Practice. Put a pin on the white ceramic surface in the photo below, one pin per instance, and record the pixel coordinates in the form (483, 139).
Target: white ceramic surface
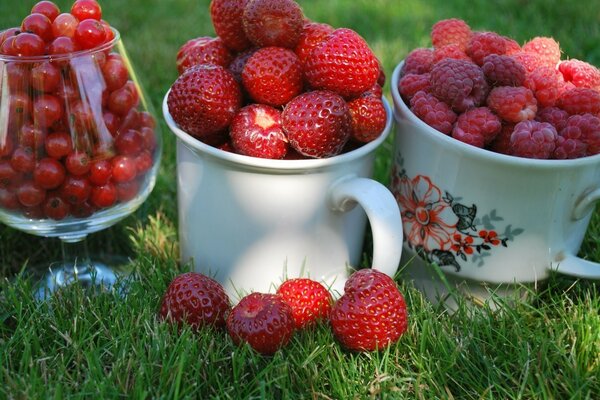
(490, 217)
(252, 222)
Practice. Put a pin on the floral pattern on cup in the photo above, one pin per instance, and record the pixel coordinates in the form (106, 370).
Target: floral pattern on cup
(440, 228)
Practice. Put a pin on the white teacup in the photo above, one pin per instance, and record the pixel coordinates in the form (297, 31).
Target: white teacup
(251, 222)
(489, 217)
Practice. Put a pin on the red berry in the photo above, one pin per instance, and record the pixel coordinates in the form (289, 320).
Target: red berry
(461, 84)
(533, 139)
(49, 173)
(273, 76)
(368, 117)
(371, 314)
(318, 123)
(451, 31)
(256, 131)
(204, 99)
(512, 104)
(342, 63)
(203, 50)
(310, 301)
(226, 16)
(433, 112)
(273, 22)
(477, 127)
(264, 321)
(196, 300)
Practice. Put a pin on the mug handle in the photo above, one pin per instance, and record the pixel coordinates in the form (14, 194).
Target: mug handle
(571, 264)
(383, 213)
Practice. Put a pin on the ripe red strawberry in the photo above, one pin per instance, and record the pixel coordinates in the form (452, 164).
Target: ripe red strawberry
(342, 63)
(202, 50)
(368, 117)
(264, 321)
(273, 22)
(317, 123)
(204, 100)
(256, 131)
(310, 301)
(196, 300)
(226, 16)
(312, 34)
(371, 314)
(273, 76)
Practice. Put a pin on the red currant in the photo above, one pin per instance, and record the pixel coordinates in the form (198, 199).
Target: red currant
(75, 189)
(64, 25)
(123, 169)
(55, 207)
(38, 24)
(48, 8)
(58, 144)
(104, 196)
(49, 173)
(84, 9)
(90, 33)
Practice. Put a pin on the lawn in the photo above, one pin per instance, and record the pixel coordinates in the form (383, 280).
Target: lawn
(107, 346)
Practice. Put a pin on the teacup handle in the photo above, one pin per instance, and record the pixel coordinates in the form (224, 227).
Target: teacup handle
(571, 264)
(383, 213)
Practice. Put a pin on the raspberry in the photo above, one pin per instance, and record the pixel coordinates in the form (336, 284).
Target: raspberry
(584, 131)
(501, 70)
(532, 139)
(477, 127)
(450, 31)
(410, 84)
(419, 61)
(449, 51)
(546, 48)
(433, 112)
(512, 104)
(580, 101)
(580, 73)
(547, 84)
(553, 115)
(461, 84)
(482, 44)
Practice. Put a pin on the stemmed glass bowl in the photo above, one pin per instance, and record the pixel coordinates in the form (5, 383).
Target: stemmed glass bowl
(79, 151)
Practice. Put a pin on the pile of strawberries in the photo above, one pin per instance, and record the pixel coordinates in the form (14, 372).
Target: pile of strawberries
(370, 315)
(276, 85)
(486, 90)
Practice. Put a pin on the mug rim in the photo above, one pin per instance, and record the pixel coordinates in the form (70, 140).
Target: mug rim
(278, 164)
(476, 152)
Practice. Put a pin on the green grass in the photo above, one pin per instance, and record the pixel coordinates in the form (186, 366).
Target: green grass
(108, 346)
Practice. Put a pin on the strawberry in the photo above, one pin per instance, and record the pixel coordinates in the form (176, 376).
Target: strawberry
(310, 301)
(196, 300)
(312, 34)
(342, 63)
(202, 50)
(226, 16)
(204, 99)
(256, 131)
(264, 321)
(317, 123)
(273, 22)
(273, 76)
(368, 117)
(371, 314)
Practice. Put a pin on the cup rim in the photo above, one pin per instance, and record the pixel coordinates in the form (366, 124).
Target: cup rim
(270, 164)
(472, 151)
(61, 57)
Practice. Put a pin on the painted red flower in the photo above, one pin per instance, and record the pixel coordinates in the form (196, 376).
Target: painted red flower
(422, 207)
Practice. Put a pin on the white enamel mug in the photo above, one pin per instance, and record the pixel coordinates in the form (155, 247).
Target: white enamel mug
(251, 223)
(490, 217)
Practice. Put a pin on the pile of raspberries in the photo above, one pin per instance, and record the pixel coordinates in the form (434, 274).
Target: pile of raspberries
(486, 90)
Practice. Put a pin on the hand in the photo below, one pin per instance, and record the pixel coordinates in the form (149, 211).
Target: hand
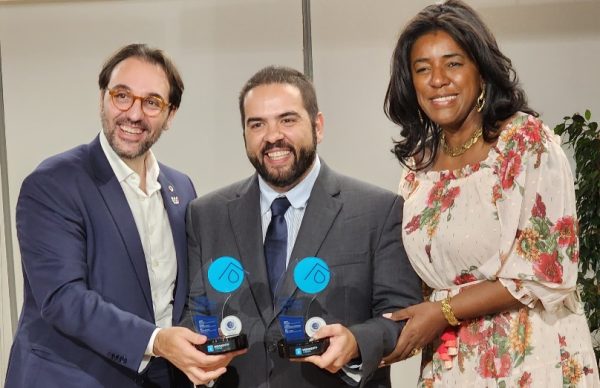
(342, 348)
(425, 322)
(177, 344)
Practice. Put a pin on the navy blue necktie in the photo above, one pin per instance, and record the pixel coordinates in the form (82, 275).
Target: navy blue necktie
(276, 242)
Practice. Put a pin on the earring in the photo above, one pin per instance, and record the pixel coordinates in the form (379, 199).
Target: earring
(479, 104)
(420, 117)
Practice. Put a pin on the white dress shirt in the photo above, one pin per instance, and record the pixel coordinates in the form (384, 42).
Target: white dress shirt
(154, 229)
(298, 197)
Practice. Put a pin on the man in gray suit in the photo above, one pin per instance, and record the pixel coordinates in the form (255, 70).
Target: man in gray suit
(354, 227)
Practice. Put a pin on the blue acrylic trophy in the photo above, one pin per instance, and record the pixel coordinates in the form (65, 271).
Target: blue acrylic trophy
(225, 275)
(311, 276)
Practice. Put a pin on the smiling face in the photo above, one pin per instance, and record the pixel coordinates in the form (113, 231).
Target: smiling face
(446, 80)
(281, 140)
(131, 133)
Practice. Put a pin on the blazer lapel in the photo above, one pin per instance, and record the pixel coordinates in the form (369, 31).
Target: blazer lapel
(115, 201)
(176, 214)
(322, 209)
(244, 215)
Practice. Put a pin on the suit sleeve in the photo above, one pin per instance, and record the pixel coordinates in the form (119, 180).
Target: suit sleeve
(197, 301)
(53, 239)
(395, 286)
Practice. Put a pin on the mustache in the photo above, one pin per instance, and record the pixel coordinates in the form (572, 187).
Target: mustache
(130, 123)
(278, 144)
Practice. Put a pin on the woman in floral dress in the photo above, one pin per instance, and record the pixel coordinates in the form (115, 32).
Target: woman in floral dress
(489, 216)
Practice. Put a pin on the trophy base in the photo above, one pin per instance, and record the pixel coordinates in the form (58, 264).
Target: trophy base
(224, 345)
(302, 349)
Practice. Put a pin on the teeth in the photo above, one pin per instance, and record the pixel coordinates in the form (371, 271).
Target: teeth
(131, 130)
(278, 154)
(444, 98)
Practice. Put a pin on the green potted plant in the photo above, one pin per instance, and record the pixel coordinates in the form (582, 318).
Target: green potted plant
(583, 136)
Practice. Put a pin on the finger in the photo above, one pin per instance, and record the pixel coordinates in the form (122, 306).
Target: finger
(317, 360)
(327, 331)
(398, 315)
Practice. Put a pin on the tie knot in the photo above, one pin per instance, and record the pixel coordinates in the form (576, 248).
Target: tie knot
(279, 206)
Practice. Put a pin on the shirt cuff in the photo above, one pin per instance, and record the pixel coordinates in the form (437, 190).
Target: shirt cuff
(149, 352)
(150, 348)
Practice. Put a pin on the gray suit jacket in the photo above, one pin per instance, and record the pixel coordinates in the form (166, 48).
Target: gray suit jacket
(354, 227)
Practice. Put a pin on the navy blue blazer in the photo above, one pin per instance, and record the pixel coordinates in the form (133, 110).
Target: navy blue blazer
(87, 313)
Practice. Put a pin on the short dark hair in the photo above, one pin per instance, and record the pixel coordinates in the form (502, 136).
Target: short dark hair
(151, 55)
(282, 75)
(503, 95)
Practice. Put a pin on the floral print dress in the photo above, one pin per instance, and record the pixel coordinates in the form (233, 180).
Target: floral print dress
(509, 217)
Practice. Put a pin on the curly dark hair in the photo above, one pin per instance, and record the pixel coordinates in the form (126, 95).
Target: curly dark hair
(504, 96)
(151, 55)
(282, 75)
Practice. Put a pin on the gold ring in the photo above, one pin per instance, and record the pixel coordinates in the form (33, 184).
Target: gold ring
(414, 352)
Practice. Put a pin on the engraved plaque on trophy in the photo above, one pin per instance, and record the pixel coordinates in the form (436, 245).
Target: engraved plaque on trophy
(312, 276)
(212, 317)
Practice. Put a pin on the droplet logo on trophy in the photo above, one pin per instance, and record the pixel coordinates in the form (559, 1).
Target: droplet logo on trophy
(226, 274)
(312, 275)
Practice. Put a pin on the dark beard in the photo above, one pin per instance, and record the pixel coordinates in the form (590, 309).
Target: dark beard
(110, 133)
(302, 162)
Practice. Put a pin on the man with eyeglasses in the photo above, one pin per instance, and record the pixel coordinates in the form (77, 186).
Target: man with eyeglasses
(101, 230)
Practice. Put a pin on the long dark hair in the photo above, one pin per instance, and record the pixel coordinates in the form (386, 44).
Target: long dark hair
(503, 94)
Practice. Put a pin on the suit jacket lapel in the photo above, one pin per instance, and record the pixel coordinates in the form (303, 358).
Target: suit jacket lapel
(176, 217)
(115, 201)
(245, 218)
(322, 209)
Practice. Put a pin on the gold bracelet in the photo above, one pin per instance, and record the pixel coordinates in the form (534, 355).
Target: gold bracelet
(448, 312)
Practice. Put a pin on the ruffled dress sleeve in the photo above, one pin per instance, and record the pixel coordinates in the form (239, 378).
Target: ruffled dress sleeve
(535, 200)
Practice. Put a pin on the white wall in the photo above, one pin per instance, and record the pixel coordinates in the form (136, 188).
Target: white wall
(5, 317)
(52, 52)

What you need to do:
Count up every line above that has the word "below" in it; answer with the number alone.

Output:
2